## Task instructions
Reproduce the listing that follows with no differences at all.

## Exercise input
[START]

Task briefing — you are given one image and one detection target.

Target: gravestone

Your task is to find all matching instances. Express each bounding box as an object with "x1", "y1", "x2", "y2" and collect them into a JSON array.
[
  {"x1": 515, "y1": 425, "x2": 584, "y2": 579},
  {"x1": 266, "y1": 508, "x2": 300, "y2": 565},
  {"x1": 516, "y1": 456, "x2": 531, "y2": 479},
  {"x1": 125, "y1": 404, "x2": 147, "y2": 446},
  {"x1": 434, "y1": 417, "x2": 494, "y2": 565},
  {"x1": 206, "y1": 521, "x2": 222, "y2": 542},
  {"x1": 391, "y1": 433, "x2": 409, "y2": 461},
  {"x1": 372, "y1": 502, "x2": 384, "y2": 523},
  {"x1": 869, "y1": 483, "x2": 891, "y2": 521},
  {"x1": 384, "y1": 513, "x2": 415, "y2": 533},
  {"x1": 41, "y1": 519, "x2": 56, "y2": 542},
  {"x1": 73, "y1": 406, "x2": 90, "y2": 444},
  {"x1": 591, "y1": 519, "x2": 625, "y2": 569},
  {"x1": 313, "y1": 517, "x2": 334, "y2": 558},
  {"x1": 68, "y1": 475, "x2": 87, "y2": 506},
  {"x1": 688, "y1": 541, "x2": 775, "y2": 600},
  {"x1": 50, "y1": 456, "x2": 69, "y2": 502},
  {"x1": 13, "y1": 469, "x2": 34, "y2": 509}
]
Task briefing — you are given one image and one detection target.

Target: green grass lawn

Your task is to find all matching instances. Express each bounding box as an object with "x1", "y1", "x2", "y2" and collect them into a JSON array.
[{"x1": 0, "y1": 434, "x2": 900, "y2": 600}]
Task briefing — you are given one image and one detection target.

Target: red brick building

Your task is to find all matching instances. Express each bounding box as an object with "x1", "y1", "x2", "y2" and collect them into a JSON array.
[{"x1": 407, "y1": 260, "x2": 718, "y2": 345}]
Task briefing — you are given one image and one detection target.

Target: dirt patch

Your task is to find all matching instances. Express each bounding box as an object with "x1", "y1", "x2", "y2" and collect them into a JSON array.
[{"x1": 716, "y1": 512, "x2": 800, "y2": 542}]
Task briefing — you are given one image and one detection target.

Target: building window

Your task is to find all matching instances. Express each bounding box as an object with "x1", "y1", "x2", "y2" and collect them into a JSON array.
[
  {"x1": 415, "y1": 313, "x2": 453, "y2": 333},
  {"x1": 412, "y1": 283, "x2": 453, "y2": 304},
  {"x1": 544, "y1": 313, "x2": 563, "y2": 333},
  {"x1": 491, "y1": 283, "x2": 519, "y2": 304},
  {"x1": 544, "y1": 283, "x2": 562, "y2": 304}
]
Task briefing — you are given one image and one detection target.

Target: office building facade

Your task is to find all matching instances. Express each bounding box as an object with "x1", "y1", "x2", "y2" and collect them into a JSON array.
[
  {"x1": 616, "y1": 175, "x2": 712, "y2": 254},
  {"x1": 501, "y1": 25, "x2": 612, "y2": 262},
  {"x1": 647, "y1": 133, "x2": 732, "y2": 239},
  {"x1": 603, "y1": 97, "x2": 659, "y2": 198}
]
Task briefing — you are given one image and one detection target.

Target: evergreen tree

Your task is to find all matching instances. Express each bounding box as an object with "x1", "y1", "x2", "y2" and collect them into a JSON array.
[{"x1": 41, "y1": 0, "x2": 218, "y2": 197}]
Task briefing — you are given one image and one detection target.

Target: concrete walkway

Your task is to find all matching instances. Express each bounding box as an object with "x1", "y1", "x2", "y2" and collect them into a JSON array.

[END]

## The reply
Task briefing — you are given one image and one detection target.

Target: gravestone

Your task is to find all matching instances. Express each bounding box as an object with "x1", "y1", "x2", "y2" and collect them into a JSON array.
[
  {"x1": 515, "y1": 425, "x2": 584, "y2": 579},
  {"x1": 266, "y1": 508, "x2": 300, "y2": 565},
  {"x1": 516, "y1": 456, "x2": 531, "y2": 479},
  {"x1": 125, "y1": 404, "x2": 147, "y2": 446},
  {"x1": 434, "y1": 417, "x2": 494, "y2": 565},
  {"x1": 206, "y1": 521, "x2": 222, "y2": 542},
  {"x1": 391, "y1": 433, "x2": 409, "y2": 461},
  {"x1": 372, "y1": 502, "x2": 384, "y2": 523},
  {"x1": 869, "y1": 483, "x2": 891, "y2": 521},
  {"x1": 384, "y1": 513, "x2": 415, "y2": 533},
  {"x1": 41, "y1": 519, "x2": 56, "y2": 542},
  {"x1": 73, "y1": 406, "x2": 90, "y2": 444},
  {"x1": 591, "y1": 519, "x2": 625, "y2": 569},
  {"x1": 313, "y1": 517, "x2": 334, "y2": 558},
  {"x1": 68, "y1": 475, "x2": 87, "y2": 506},
  {"x1": 688, "y1": 541, "x2": 775, "y2": 600},
  {"x1": 50, "y1": 456, "x2": 69, "y2": 502},
  {"x1": 13, "y1": 469, "x2": 34, "y2": 509}
]
Task briefing — you are given one image and one detection target.

Target: green grass lawn

Your task is to find all matching instances. Express each bounding box as an object with "x1", "y1", "x2", "y2" and collect them into a JSON array.
[{"x1": 0, "y1": 434, "x2": 900, "y2": 600}]
Task briefing — you are given one image and one detection target.

Target: red brick building

Your task is to find all matching instances. Express each bounding box as an object with "x1", "y1", "x2", "y2" and collect them into a JSON array.
[{"x1": 407, "y1": 260, "x2": 718, "y2": 345}]
Task briefing — you are given one image and one detection target.

Target: dirt patch

Your task is to find all matching instances. Express each bounding box as an object with "x1", "y1", "x2", "y2" and collect them into a JSON array.
[{"x1": 716, "y1": 512, "x2": 800, "y2": 542}]
Task briefing — you are given one image and one detection target.

Target: building window

Your task is to find all matching instances. Express each bounding box as an object with "x1", "y1", "x2", "y2" and collect them into a JSON array.
[
  {"x1": 415, "y1": 313, "x2": 453, "y2": 333},
  {"x1": 412, "y1": 283, "x2": 453, "y2": 304},
  {"x1": 544, "y1": 313, "x2": 563, "y2": 333},
  {"x1": 491, "y1": 283, "x2": 519, "y2": 304},
  {"x1": 544, "y1": 283, "x2": 562, "y2": 304}
]
Task briefing — you are given one image and one detection target.

Target: office building facade

Your task is to find all matching instances. Express each bounding box as an object with "x1", "y1", "x2", "y2" and collect them into a JSON array.
[
  {"x1": 616, "y1": 175, "x2": 712, "y2": 254},
  {"x1": 501, "y1": 25, "x2": 612, "y2": 262},
  {"x1": 647, "y1": 133, "x2": 732, "y2": 239},
  {"x1": 603, "y1": 97, "x2": 659, "y2": 198}
]
Task briefing — you are given one image and one detection target.

Target: evergreen tree

Your task is to find all matching instances. Express each bounding box as an object with "x1", "y1", "x2", "y2" and collect them into a JSON array.
[{"x1": 41, "y1": 0, "x2": 218, "y2": 197}]
Task briefing — you are given one image and one detection target.

Target: concrete walkway

Your task is to find all matching instances. Express each bounding box as an object with "x1", "y1", "x2", "y2" and collect them into a JSON array.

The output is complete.